Return every one of the rows below verbatim, with no changes of any kind.

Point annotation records
++++

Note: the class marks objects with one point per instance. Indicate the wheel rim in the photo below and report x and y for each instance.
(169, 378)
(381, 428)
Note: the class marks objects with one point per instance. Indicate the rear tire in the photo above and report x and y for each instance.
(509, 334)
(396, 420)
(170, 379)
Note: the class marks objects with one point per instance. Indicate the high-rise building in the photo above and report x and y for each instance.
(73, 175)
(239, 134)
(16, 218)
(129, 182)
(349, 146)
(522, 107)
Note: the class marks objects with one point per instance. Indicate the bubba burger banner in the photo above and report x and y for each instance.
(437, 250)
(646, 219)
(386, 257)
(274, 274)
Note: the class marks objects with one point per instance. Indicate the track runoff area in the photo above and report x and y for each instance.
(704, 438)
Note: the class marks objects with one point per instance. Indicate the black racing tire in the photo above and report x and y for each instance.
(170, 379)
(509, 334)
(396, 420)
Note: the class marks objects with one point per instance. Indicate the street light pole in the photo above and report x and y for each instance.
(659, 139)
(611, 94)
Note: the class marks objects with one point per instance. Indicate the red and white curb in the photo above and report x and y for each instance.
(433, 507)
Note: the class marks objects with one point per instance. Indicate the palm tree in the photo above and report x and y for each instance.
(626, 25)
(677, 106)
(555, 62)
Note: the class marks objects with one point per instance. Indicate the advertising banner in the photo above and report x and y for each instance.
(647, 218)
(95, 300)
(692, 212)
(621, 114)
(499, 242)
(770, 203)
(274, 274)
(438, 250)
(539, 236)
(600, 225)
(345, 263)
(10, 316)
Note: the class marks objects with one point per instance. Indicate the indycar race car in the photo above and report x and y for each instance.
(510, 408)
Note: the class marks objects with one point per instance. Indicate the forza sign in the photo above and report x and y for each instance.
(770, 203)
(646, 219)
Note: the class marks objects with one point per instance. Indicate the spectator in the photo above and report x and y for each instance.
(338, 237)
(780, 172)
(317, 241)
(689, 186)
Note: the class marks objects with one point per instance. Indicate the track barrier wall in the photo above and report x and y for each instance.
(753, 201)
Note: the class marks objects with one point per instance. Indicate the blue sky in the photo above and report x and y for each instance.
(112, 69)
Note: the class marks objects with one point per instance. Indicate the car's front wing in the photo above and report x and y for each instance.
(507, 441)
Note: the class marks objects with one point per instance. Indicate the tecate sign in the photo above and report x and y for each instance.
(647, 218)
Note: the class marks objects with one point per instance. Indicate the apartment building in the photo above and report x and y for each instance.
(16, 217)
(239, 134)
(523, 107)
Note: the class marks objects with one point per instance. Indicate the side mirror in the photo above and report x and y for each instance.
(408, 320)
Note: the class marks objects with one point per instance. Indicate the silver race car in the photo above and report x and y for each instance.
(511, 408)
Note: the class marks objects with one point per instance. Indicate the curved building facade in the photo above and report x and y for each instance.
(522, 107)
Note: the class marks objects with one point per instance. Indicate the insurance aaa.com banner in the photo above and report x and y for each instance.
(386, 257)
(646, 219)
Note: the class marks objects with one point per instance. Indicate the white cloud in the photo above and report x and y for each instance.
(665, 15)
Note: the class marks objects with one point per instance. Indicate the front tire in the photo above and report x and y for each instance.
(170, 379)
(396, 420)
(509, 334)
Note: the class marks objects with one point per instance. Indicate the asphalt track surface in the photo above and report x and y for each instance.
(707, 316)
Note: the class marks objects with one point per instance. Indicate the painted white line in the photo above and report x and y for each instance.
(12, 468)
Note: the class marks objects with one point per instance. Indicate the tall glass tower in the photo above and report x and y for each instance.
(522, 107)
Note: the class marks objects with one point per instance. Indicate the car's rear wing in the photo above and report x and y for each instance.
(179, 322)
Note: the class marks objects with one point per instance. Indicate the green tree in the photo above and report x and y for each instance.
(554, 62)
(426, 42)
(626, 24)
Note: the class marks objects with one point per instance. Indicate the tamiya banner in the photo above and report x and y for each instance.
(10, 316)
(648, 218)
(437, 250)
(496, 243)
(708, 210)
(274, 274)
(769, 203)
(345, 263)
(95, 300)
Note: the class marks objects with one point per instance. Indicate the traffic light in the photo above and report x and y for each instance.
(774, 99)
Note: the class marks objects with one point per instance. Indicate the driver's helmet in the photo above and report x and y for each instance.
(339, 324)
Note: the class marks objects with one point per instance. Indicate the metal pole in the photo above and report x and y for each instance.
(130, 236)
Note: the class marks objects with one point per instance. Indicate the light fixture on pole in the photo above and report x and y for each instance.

++++

--- Correct result ---
Note: the class marks objects with one point per instance. Indicate the wheel rim in the photo below and report x and y for each instance.
(169, 378)
(381, 428)
Note: the class marks objects with one point per instance. Indicate the rear tire in the photo above and report x and y for each instance.
(509, 334)
(396, 420)
(170, 379)
Note: the class marks objects with one point per instance. Indicate the high-rise building in the photo above and report x and y for each instance.
(73, 175)
(239, 134)
(16, 218)
(129, 182)
(349, 146)
(522, 107)
Note: the class marks objects with one point per instance. Indicate the bubba burger banner in the photo above and report x and y for each instance.
(437, 250)
(646, 219)
(386, 257)
(274, 274)
Note: the class marks objects with one point per instance. Indicate the track runoff area in the photo above and report x and y for each instance.
(704, 438)
Note: the class marks objects with one point per instance. Indicate the black racing tire in the photo above and report x and y for each instance.
(170, 379)
(509, 334)
(396, 420)
Note: the class marks objects with one point per instance. Indicate the street light pole in the photo above and report x and y for each instance.
(659, 139)
(611, 94)
Note: the class marks objects with one point per instance. Indicate the red and white curb in the photo above and report x and y for each instance.
(433, 507)
Note: the class marks objects with one point per instance. Indicate the palm tree in the photo above and report x and y for each instance.
(626, 25)
(677, 106)
(555, 62)
Note: the class marks objects with one point per instance. Indicate the advertising banner in the photo above and report x and y for each instance.
(647, 218)
(95, 300)
(692, 212)
(621, 114)
(499, 242)
(770, 203)
(274, 274)
(438, 250)
(539, 236)
(600, 225)
(345, 263)
(10, 316)
Note: the class marks objects with one point per instance. Indicate the indycar race car in the photo above and report x and y for each instance.
(510, 408)
Note: the class marks objects with one point per instance. Indicate the forza sign in the photo above and report x and y for each instance.
(770, 203)
(646, 219)
Note: the class marks objects with one point per instance. Indicate the spectator in the photo above and report x and y for each instance.
(338, 237)
(780, 172)
(317, 241)
(689, 186)
Note: the class marks objects with one point per instance. Indicate the track barrier wall in the photo above and report x and y for each instance.
(753, 201)
Note: the class marks objects with one point per instance. Indicate the blue sky in the photo above and report x and y for each instance.
(112, 69)
Note: the class marks objects with one point per instance. Indicate the car's front wing in the photo above and report x and y for each instance.
(507, 441)
Note: the class marks objects with one point per instance. Indicate the tecate sign in the photo above and report x and y for each instance.
(647, 218)
Note: the class marks objects with one point per instance. Indicate the apartment building in the photo above and report x and y for each instance.
(16, 217)
(239, 134)
(523, 107)
Note: the class marks objects with one point per instance. Indicate the side mirror in the photo above and report x and y for each instance.
(408, 320)
Note: the class marks objects with one point per instance. Indicate the silver race car in the photo above and report x and y for each instance.
(511, 408)
Note: the class marks objects with one point per instance. Indicate the curved building facade in the photo above and report x and y for each instance.
(522, 107)
Note: the class marks objects with one point per instance. Indicate the insurance aaa.com banner in the photo above and report x and y for each instance.
(386, 257)
(646, 219)
Note: the class marks objects with one point per instance. Indicate the white cloud in the photo above and report x and y for each instance.
(665, 15)
Note: the class marks objects with one point per instance. Indicate the front tire in the photo above and report x and y for each instance.
(170, 379)
(396, 420)
(509, 334)
Note: the class marks objects with one point per instance. Indicate the asphalt track surface in the photo above and report x and y for each instance.
(707, 316)
Note: the class marks objects with one point per instance. Indicate the painted white line in the photo above and report x and y for each instance.
(12, 468)
Note: the class marks objects with one point per instance. Indicate the tall glass tower in the photo above and report x and y for each instance.
(522, 107)
Note: the class marks objects with one point per instance. Indicate the car's rear wing in the photo above and report x and y for each instance.
(179, 322)
Note: the class marks objects with one point per instance. Indicate the green tree in the photo above and report x and y for each instance.
(554, 62)
(426, 42)
(626, 24)
Note: the class marks objects with one point per instance. Indicate the tamiya banner in the photo above and report x and y for each instance.
(10, 316)
(648, 218)
(437, 250)
(496, 243)
(708, 210)
(274, 274)
(769, 203)
(345, 263)
(95, 300)
Note: the class marks objects with one point per instance. Indicate the traffic light in the photo above and report x and y for each instance.
(774, 99)
Note: the class marks objects with one point per instance. Indicate the driver's helmet in the photo above and report x and y for each instance.
(339, 324)
Note: the class marks objects with one point per instance. Indicate the metal pole in the photo above and report x and y for each instance.
(130, 236)
Note: the class marks objects with one point per instance. Indicate the light fixture on pole in the photo above and report x and y for each instance.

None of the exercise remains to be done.